--- THE DATA ---
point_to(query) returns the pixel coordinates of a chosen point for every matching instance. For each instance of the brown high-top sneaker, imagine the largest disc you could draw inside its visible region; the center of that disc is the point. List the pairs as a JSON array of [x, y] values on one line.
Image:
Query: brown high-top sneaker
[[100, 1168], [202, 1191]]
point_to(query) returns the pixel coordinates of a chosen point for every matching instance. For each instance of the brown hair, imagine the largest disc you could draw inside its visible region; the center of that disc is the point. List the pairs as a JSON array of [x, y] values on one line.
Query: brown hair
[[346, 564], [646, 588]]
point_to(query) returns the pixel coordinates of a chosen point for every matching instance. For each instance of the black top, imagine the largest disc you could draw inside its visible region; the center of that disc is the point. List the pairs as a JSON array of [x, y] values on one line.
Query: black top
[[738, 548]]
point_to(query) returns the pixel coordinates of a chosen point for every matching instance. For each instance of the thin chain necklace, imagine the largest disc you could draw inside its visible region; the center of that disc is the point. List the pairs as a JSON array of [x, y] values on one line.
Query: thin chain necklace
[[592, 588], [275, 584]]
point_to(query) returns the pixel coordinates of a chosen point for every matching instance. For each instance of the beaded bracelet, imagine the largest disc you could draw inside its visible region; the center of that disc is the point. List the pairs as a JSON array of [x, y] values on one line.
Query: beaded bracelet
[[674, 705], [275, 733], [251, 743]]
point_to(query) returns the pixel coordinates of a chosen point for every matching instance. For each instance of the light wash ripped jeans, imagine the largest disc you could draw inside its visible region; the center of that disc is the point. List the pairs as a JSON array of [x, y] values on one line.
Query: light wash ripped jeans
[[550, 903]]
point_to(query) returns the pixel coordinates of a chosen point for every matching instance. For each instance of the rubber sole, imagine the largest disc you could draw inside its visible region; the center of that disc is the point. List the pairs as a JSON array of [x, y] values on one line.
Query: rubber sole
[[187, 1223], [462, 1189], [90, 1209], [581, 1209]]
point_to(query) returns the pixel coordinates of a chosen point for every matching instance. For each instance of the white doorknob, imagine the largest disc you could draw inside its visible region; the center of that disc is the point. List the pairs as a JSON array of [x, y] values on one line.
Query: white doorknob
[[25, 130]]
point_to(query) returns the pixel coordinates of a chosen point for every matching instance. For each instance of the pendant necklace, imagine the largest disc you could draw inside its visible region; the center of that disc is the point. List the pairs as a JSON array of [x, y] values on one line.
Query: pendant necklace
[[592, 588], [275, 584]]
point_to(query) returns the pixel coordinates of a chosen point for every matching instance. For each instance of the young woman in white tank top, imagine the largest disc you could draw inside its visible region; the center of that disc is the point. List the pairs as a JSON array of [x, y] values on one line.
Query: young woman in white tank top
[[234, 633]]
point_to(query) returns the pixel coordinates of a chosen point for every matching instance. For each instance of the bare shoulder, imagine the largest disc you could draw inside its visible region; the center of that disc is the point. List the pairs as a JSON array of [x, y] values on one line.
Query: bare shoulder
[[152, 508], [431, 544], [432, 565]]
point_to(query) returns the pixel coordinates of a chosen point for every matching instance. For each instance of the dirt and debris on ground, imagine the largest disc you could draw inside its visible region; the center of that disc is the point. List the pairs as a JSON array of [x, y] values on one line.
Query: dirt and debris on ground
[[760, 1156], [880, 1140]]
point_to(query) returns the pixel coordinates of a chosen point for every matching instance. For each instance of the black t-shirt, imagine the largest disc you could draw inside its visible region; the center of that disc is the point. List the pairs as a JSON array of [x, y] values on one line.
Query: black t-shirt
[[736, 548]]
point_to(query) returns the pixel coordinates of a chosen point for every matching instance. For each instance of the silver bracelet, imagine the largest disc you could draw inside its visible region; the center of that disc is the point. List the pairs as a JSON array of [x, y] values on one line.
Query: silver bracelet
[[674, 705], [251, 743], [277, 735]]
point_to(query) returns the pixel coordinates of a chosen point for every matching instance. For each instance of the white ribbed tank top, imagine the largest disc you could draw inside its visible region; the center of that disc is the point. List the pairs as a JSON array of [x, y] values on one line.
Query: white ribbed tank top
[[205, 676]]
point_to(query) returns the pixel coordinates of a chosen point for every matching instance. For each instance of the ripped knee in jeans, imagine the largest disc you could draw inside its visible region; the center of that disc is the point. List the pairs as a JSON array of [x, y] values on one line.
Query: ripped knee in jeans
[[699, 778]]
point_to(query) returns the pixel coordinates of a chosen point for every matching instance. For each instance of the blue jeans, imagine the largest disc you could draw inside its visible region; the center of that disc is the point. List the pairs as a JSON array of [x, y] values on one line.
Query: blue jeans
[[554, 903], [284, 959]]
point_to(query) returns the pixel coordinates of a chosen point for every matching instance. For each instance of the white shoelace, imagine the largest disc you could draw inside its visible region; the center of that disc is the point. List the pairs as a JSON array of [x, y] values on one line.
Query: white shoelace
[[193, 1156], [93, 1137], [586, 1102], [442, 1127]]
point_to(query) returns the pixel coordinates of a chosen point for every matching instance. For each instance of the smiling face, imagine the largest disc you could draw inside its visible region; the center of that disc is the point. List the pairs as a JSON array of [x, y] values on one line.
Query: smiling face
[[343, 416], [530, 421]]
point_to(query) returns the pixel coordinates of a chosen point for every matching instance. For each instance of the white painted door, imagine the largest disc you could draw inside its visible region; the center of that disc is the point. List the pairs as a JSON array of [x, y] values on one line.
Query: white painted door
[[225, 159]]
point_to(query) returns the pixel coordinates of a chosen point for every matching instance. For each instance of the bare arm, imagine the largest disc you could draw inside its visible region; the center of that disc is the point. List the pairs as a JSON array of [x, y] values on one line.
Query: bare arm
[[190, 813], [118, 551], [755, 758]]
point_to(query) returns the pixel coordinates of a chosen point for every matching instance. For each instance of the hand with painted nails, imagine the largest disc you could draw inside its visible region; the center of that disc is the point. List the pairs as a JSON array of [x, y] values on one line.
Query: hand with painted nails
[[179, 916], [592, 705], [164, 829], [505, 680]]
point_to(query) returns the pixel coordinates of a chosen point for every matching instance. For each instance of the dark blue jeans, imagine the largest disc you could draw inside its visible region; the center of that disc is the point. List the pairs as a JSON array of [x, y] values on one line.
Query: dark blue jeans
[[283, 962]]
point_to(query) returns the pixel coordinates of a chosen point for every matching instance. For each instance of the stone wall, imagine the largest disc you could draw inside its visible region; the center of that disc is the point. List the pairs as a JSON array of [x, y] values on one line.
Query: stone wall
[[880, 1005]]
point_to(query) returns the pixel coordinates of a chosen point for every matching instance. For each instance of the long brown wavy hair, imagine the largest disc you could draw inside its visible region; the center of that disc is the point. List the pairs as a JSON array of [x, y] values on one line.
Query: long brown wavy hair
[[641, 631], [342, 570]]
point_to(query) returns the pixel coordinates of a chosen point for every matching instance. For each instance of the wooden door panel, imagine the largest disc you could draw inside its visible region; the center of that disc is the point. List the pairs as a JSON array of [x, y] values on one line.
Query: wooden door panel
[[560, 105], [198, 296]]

--- TASK TO COMPLETE ---
Repeat the records above exactly, with nothing left out.

--- RESULT OF THE TASK ---
point_to(query) returns the pixel coordinates of a chosen point for every matching instance. For each instance of the brown high-top sneaker, imagine the largest disc you could draw inside its visible region; the center of that disc is the point. List the pairs as a JSON array of [x, y] values on one line.
Image:
Query: brown high-top sneaker
[[100, 1168], [202, 1191]]
point_to(query) returns the pixel coordinates of a chosen point for every matching instance. For each instance of the brown hair, imagine the largest disc you could draw inside its visible region; the center of that disc is the point. List the pairs as a JSON array of [x, y] values on one line.
Query: brown hair
[[346, 564], [646, 588]]
point_to(query) returns the pixel coordinates of a chosen point for every matching instance. For each instance of the black top, imagine the largest disc you could draw inside its visible region; the center of that disc is the point. List the pairs as a JSON array of [x, y] values on one line.
Query: black top
[[738, 548]]
point_to(query) returns the pixel coordinates of a chosen point for every matching instance. For each instance of the thin chain necklace, imagine the largest disc you could draw inside its visible region; the center of that disc is the point. List the pairs as a JSON array of [x, y] values on one line.
Query: thin chain necklace
[[592, 588], [275, 584]]
point_to(query) returns the pixel coordinates of a chosen point for every matching instance. For each instance of the beaded bracelet, imagine the largest disc you could draw inside its visible region; the center of that disc is the point. List the pairs as a JSON array of [x, y] values on one line.
Query: beaded bracelet
[[674, 705], [275, 733], [251, 743]]
point_to(query) returns the pixel coordinates of a chosen point for every matching instance. For each instance of the light wash ripped jeans, imagine the largest disc you could draw inside its visible region; the center of that disc is the point. List the pairs as a JSON array of [x, y] values on one line.
Query: light wash ripped jeans
[[550, 903]]
point_to(query) returns the pixel coordinates of a chosen point for every matching instance. For each instance of the rubber sole, imagine the largest disc you could draw inside its visible region; the center of that disc is the point. List the pairs as a JSON array of [x, y] values on one line.
Query: rubber sole
[[187, 1223], [462, 1189], [90, 1209], [581, 1209]]
point_to(query) returns the pixel coordinates of a chosen point for every matching instance. For each instance of the white doorknob, imagine the largest disc you could draw inside its visible region; the center of that disc is the point. List the pairs as a JSON array of [x, y] values on one line.
Query: white doorknob
[[25, 130]]
point_to(query) returns the pixel coordinates of a chosen point for every matching instance. For each instance of the pendant necklace, imagine the largest disc you could draw inside its visible region; the center of that disc is the point. List the pairs as a JSON array of [x, y] values on one line.
Query: pendant necklace
[[592, 588], [275, 584]]
point_to(query) returns the pixel coordinates of a chosen point for every matching instance. For each instance of the young woman in white tank top, imagine the largest disc you could draw inside its visible region; the center of that disc is the point. List the pairs as a JSON array of [x, y] values on one line.
Query: young woman in white tank top
[[234, 633]]
point_to(query) returns the pixel coordinates of a chosen point for every matching instance. For each instance of the bare shoulder, imagine the largest disc you could draw inside its visible region; the center of that disc is the point. List the pairs as a JSON array of [x, y] values on one line.
Query: bare shoulder
[[152, 508], [431, 544], [432, 565]]
point_to(query) returns the pixel coordinates of a chosen point for every matching instance. For each instance of the dirt and debris on ground, imagine the largest disc you could draw inside its visible region; the center of that disc is the point. List the pairs as a JSON array of [x, y] values on one line.
Query: dirt and debris on ground
[[760, 1156], [880, 1140]]
point_to(query) returns the pixel coordinates of a chosen point for every matching instance. For each instance of the black t-shirt, imagine the largest disc you could draw inside its visible region; the center of that disc is the point. List the pairs as a JSON array of [x, y] values on one line.
Query: black t-shirt
[[736, 548]]
point_to(query) returns the pixel coordinates of a chosen point for every matching instance. For each instance of the silver bracelet, imagine the largest disc you could draw inside its visible region; the center of that disc is the point. List the pairs as a JSON array of [x, y] values on one line.
Query: silver bracelet
[[674, 705], [251, 743], [277, 735]]
point_to(query) returns the pixel coordinates of a chosen point for every matching instance. For each instance of the white ribbed tank top, imagine the largest disc you could draw inside its visible region; the center of that disc is the point. List the pairs as a JSON array of [x, y] values on one line.
Query: white ribbed tank top
[[205, 676]]
point_to(query) returns the pixel coordinates of a chosen point for every matching instance. For each instance of the ripped knee in jeans, imagine the largest disc you could draw inside its visible region; the center of that disc is the point. List the pairs as a JSON array of [x, y] values on one line.
Query: ripped knee in jeans
[[699, 778]]
point_to(query) returns the pixel coordinates of a chosen point for every matching instance. For each instance of the blue jeans, imagine the largest disc you could draw inside its visible region; the center of that disc is the point. List the pairs as a JSON array of [x, y] values on one line.
Query: blue jeans
[[554, 903], [284, 959]]
point_to(query) returns the pixel coordinates of a chosen point for every matching instance. For each instance of the white shoelace, imagine the largest disc you could draw inside its visible region; the center of that disc is the point. List the pairs as a JSON array of [x, y] values on one line.
Query: white shoelace
[[193, 1156], [93, 1137], [586, 1102], [442, 1127]]
point_to(query) returns the pixel coordinates of a chosen point for every matching instance. For each instance of the smiling face, imagine the largest disc you could draw inside its visible region; the center of that disc is the point. List the pairs as a JSON array of [x, y] values on one line.
Query: smiling face
[[343, 416], [530, 421]]
point_to(query) returns the pixel coordinates of a chosen point for every matching instance. For each instance of the white painted door, imagine the largest disc you could draw inside its visible region; the center of that disc is the point. List the pairs as a JSON array of [x, y] values on one line.
Query: white painted door
[[225, 159]]
point_to(query) returns the pixel coordinates of a chosen point for every matching instance. For each instance of the bare arm, imagine the largest disc you could draw inside its visible region; the center of that disc is the point. List the pairs as a JSON array of [x, y] values on one line.
Query: bare arm
[[190, 813], [118, 551], [755, 758]]
point_to(query) returns the pixel coordinates of a chosen point for every matching instance. For each instance of the hand with painted nails, imagine the largest disc you could draw inside its visible region; the center of that disc is the point. List the pairs as a JSON array of [x, y] values on one line.
Query: hand with painted nails
[[179, 916], [592, 705], [164, 829], [505, 680]]
point_to(query) returns the pixel coordinates of a chosen point for every matching instance. For each instance of the dark blue jeans, imagine the largest disc you could draw inside its visible region; the center of that disc is the point. List the pairs as a JSON array of [x, y] values on one line.
Query: dark blue jeans
[[283, 962]]
point_to(query) returns the pixel coordinates of a chosen point for every matching instance. For each instance of the stone wall, imagine the largest disc you could draw inside its visible region; the center of that disc is the point. List the pairs as a JSON array of [x, y] values on one line.
Query: stone wall
[[880, 1005]]
point_to(query) returns the pixel coordinates of a chosen point for every matching instance. For each instance of the long brown wavy hair, imagine the largest disc you could draw inside its visible region; the center of that disc is the point. List the pairs as a JSON array of [x, y] values on one line.
Query: long brown wavy hair
[[641, 631], [342, 570]]
point_to(query) returns the pixel coordinates of a chosen point for every matching instance. For each instance of the wooden door panel, imagine the largest disc you could draw inside its visible region; the center of that disc is the point. List the pairs as a JSON array of [x, y] values on one line.
Query: wooden door panel
[[560, 105], [198, 296]]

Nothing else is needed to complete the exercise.